• **EXERCISE PROMPT**:
Could you copy each line of the entries that contains "below"?

• **Collected data entries**:
-- Opening Marker --
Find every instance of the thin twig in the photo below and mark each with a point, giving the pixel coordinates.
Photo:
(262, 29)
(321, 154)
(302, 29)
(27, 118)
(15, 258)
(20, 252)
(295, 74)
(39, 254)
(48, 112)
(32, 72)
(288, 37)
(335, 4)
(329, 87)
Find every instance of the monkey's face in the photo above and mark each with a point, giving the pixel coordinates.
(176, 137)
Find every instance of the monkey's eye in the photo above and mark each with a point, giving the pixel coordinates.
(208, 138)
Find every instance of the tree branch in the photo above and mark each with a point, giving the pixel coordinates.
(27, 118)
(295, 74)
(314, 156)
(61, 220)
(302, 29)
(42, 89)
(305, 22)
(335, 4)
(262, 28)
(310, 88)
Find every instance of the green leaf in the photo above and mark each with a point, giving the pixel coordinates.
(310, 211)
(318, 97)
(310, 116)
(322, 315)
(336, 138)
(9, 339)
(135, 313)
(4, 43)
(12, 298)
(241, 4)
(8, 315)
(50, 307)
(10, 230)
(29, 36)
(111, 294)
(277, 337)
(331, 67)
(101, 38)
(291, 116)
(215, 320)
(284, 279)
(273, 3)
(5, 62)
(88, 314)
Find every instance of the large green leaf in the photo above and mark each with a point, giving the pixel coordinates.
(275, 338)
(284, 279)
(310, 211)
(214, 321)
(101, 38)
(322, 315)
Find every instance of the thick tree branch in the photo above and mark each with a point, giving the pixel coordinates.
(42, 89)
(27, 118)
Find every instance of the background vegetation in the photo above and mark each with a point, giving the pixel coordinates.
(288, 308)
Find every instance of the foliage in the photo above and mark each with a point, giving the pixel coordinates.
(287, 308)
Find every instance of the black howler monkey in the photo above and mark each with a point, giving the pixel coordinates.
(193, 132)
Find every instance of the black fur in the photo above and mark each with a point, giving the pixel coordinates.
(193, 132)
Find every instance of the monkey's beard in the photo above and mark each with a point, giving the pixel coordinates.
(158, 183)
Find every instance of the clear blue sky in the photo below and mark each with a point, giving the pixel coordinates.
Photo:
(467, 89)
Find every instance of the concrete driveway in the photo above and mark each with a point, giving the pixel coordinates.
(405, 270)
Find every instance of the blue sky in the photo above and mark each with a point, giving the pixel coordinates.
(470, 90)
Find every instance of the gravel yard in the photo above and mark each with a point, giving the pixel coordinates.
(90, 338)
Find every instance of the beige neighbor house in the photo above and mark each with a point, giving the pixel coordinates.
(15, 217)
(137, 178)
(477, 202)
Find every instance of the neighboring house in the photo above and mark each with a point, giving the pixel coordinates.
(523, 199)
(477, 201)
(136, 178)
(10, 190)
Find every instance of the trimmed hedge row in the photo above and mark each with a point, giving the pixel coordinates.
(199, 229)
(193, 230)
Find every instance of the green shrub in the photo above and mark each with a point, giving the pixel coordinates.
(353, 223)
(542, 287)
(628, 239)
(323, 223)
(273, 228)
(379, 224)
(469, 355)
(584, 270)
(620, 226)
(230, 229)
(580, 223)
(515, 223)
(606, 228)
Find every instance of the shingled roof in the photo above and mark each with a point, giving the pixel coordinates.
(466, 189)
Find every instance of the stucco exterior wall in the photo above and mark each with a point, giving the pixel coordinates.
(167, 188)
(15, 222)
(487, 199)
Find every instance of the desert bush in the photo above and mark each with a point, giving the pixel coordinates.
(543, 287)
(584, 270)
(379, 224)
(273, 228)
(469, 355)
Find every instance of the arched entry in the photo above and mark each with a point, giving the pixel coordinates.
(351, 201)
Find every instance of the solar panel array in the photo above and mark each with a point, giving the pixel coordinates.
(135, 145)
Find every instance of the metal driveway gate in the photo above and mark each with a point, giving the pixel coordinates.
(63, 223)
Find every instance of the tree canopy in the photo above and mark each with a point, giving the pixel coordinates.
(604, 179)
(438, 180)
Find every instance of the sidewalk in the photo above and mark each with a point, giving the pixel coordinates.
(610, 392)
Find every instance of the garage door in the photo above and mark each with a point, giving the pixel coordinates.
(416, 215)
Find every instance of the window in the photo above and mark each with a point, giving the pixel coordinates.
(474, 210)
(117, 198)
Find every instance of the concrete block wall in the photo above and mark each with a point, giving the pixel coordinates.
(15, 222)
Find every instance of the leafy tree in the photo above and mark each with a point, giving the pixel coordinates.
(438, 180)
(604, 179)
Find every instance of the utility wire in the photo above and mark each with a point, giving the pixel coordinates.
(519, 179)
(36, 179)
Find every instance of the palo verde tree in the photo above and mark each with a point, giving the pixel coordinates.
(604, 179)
-- Closing Marker --
• **RESULT OF THIS EXERCISE**:
Find every instance of the thin twig in the photo below and mark each with a point, giving the pixel coordinates.
Find every instance of the clear blue sky in the photo below and mark each with a point, giving the pixel coordinates.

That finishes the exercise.